• _Problem to solve_
Pick out each line in the material below that contains the word "beach", and copy those lines.
— start Task input —
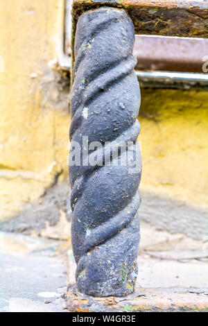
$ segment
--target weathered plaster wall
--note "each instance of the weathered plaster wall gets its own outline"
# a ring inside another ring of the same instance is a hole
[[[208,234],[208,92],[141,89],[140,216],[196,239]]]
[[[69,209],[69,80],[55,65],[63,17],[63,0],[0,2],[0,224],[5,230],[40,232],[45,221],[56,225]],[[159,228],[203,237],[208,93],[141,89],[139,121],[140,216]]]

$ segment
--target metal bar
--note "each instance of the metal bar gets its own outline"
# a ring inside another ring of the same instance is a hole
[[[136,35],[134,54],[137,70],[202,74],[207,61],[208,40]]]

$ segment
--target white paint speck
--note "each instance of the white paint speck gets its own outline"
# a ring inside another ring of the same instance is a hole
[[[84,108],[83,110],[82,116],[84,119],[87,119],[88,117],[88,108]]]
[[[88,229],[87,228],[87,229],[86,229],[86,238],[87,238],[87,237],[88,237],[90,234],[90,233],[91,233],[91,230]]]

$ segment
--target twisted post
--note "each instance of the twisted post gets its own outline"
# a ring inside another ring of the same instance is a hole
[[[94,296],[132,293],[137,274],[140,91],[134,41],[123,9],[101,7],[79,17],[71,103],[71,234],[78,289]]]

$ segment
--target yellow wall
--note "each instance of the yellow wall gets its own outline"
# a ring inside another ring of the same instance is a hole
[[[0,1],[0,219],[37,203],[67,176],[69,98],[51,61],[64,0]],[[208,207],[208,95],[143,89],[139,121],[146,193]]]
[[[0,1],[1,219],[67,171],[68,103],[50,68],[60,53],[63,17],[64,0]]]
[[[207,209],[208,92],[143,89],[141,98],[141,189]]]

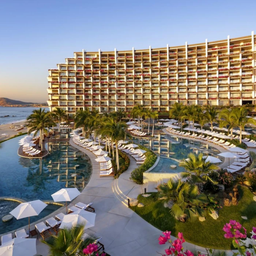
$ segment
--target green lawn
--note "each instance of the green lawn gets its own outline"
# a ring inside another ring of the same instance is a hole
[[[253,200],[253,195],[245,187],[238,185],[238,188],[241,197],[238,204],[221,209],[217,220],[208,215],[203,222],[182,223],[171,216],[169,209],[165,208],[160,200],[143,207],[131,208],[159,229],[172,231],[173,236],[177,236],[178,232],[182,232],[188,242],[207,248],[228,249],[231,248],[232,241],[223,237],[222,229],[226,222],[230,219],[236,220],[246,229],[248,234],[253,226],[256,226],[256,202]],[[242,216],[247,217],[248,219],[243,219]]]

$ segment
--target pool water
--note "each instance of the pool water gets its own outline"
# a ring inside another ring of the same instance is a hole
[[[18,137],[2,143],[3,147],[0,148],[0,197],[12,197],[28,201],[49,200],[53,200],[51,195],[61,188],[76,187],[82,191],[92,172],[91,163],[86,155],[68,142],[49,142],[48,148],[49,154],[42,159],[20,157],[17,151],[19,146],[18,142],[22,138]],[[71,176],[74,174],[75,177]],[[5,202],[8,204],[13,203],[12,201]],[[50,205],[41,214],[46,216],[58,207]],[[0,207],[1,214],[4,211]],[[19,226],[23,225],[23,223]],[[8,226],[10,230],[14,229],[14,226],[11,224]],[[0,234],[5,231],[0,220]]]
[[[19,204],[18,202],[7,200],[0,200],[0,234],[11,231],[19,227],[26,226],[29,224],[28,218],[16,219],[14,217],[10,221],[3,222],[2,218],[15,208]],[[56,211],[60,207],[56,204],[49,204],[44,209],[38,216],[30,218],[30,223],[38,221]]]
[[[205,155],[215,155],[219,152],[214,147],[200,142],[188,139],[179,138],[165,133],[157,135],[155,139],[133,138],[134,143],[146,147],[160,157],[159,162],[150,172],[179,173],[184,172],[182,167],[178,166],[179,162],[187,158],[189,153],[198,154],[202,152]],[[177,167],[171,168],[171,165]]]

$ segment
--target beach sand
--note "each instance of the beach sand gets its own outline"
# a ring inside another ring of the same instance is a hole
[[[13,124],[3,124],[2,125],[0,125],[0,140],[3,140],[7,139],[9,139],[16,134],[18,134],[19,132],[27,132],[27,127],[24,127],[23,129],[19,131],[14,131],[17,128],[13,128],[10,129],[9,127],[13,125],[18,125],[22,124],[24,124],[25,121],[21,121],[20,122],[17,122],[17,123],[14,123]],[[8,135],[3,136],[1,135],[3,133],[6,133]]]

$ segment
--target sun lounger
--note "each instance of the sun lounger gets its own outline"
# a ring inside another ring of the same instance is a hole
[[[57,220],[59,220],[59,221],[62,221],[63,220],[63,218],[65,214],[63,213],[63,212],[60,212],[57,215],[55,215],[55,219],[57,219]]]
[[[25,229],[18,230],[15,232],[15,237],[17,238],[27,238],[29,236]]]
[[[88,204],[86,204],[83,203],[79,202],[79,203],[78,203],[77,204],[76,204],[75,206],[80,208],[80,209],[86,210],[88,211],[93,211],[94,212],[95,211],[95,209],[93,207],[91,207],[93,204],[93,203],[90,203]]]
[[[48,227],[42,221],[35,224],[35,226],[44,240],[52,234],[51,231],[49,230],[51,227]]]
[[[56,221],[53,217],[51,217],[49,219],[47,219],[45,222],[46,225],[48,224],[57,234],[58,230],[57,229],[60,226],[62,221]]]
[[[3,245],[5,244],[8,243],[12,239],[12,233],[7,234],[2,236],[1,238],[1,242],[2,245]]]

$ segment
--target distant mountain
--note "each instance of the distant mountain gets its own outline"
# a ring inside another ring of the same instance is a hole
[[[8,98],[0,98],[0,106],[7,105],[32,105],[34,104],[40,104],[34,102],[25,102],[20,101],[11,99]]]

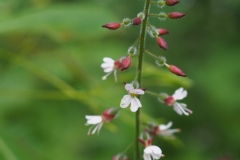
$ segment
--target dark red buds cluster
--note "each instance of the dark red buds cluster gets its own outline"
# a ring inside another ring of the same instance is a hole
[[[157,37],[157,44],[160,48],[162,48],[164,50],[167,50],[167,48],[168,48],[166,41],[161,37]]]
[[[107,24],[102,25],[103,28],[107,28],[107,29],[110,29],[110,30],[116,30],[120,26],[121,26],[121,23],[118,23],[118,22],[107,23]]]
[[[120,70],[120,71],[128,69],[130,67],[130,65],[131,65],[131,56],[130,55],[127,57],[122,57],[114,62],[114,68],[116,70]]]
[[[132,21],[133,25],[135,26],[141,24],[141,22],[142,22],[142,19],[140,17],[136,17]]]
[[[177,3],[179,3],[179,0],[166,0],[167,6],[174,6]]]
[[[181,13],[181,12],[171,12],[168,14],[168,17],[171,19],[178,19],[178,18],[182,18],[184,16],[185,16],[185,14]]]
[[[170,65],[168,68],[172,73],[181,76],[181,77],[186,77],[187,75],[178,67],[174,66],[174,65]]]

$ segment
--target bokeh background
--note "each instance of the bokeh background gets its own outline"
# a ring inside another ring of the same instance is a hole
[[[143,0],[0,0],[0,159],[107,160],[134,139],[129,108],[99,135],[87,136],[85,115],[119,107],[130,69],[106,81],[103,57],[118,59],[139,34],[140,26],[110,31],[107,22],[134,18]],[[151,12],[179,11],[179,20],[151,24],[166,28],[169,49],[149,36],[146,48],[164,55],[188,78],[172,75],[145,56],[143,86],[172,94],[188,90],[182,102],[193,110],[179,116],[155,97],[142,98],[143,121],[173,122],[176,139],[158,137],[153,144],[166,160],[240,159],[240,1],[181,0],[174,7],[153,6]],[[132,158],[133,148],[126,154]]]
— end Task input —
• _Task result_
--target beach sand
--note "each instance of the beach sand gets its own outline"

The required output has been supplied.